REQUIRED TASK
Identify every line below that contains the word "white", and copy each one. Matching is case-sensitive.
==== RECORD LIST
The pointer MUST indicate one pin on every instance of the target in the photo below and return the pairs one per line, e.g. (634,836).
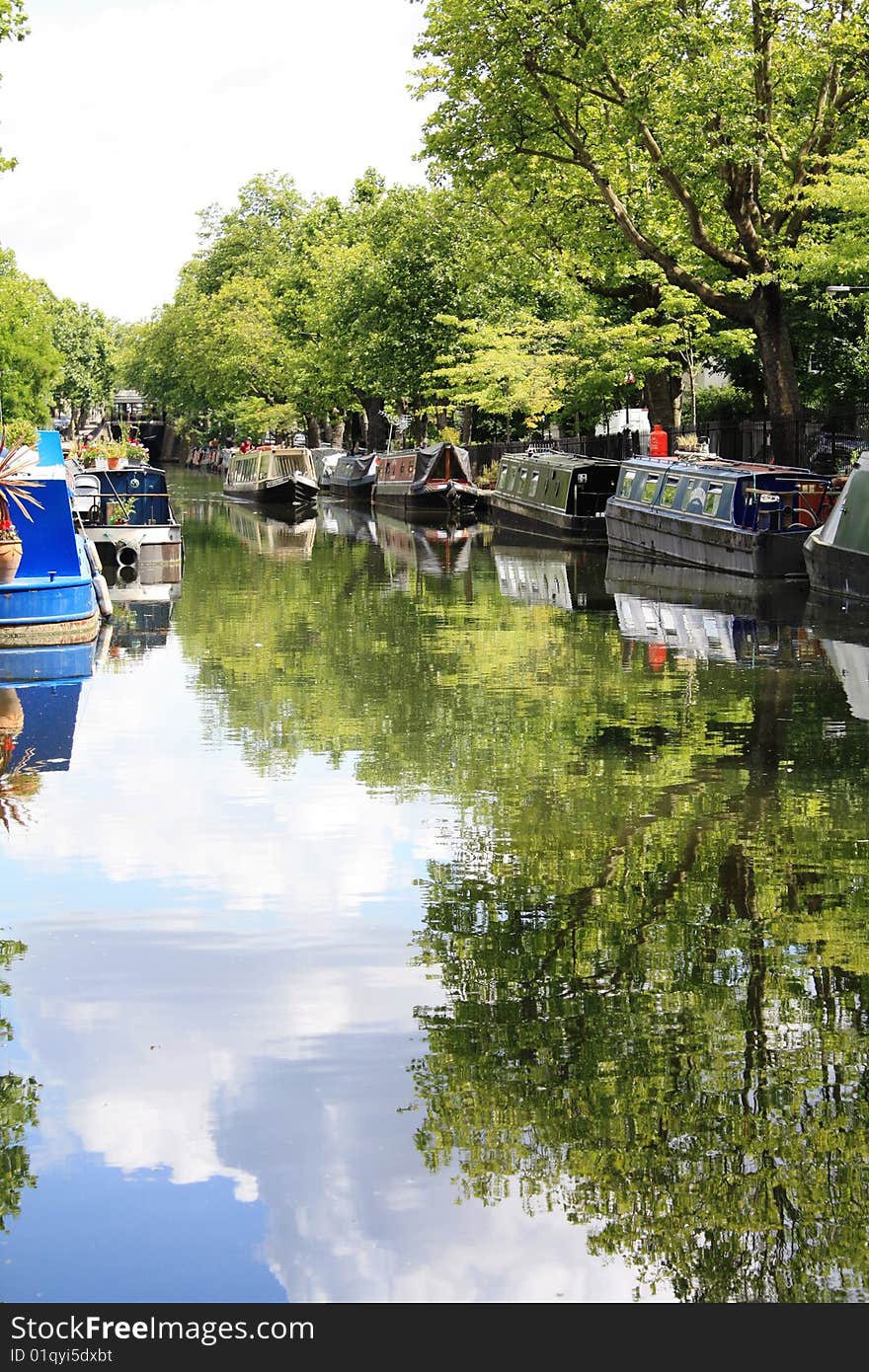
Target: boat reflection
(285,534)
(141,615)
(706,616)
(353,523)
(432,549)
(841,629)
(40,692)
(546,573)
========
==== RECORD LIST
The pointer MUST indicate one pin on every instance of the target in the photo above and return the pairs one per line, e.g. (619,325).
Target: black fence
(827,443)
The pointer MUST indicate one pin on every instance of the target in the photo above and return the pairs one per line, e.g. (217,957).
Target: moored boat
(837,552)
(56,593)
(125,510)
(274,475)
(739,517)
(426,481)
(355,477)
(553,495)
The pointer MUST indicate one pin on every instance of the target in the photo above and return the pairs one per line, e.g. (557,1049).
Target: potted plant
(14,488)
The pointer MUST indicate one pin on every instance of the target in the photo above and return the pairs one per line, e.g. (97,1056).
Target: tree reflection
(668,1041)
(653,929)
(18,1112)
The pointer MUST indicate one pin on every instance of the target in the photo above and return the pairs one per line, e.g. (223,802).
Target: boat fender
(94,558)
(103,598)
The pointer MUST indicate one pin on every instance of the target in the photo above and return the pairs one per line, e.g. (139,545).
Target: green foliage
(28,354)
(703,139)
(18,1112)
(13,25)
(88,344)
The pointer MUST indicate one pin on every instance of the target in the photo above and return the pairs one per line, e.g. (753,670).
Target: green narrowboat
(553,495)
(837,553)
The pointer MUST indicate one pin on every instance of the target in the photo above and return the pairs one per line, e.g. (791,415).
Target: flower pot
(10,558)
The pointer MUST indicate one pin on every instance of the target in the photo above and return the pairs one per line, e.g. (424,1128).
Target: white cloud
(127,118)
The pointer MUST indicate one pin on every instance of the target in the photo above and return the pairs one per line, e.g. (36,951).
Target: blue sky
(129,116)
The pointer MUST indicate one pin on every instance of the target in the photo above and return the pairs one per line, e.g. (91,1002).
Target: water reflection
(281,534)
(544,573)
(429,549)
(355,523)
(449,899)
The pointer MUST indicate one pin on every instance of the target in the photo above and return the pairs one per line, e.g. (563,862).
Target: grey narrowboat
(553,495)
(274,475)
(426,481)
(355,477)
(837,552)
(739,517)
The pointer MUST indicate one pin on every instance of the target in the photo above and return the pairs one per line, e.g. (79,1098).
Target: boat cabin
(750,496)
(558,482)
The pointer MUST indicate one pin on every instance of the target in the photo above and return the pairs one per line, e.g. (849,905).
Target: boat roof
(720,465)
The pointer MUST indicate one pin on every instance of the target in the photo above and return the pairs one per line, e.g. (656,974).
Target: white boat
========
THE RESULT
Target: white cloud
Target: white boat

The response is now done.